* _YOUR GOAL_:
Copy every line of the entries that includes the word "below".

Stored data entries
---
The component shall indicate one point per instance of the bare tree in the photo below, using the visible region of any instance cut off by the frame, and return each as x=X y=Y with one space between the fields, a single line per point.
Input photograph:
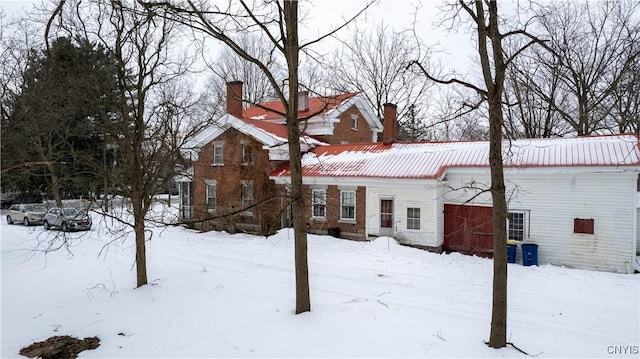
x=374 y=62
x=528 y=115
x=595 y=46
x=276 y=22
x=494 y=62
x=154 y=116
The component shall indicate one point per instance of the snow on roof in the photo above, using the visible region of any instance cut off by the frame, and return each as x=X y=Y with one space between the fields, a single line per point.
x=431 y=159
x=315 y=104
---
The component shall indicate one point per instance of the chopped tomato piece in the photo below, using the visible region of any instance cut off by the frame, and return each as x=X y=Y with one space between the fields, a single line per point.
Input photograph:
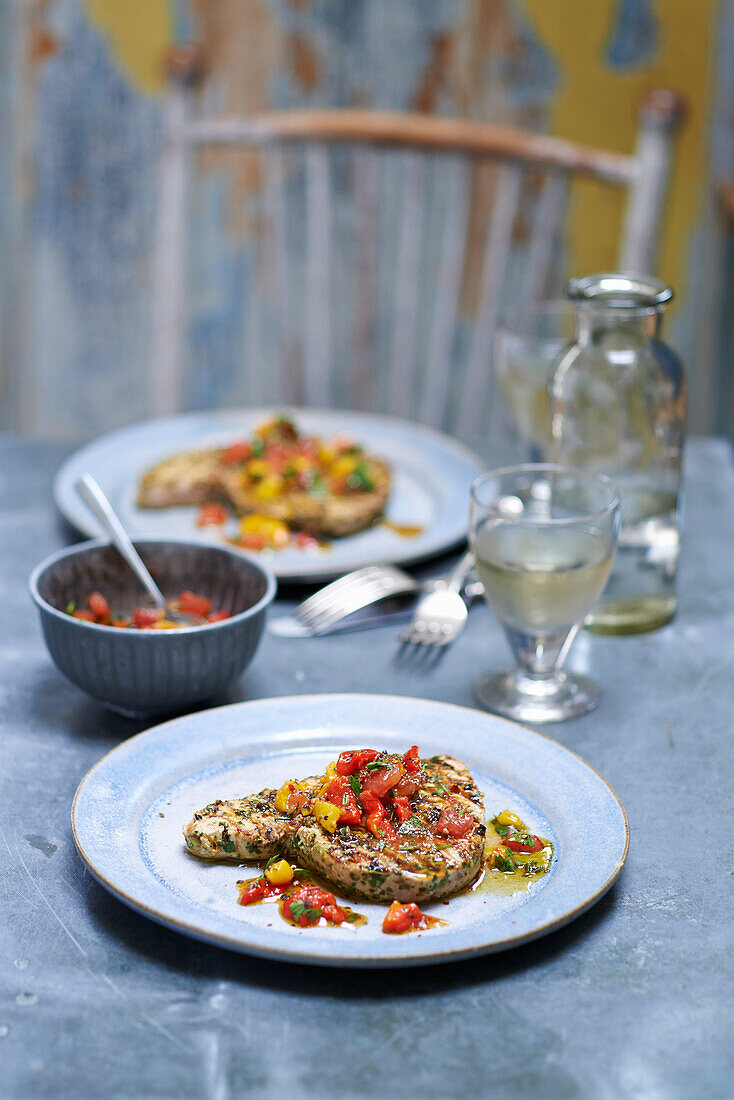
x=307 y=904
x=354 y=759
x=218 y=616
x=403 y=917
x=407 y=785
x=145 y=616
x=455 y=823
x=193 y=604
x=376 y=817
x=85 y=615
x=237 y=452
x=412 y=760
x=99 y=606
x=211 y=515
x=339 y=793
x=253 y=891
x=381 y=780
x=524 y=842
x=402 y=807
---
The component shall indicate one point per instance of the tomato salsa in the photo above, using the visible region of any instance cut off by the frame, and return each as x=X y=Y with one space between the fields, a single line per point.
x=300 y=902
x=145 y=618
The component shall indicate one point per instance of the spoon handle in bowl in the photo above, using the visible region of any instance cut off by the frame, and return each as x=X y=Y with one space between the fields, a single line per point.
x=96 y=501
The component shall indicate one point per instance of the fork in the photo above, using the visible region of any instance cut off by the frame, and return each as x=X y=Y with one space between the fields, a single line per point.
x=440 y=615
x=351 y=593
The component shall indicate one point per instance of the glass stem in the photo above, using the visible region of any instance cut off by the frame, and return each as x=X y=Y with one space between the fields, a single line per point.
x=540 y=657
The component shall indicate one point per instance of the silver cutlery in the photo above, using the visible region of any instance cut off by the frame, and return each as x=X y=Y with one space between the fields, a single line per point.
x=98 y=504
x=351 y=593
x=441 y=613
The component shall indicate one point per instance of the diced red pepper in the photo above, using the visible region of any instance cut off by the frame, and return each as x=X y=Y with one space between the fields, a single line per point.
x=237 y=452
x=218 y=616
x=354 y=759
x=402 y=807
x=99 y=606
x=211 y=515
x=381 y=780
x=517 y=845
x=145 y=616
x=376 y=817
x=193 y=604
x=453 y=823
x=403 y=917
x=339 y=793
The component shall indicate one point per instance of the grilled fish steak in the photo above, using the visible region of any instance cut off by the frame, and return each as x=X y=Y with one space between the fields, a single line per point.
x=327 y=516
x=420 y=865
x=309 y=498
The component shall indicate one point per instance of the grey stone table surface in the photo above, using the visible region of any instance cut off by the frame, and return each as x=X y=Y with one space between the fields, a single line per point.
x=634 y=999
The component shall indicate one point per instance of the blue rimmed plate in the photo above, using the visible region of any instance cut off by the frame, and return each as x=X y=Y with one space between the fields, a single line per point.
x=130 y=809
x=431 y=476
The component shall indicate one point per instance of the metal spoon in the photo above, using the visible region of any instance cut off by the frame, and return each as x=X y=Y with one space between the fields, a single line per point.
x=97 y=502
---
* _THE ANSWER_:
The component shall indicate one point per instance of the bare tree in the photo below, using the visible region of any instance cut off by the frame, and return each as x=X y=Y with one space between the fields, a single line per point.
The component shall indicate one point per instance of the chopped tomato piece in the photo below, using the visible region of any instance cut off by the frame, and return each as x=X y=Y with one space between the fields, a single line per point.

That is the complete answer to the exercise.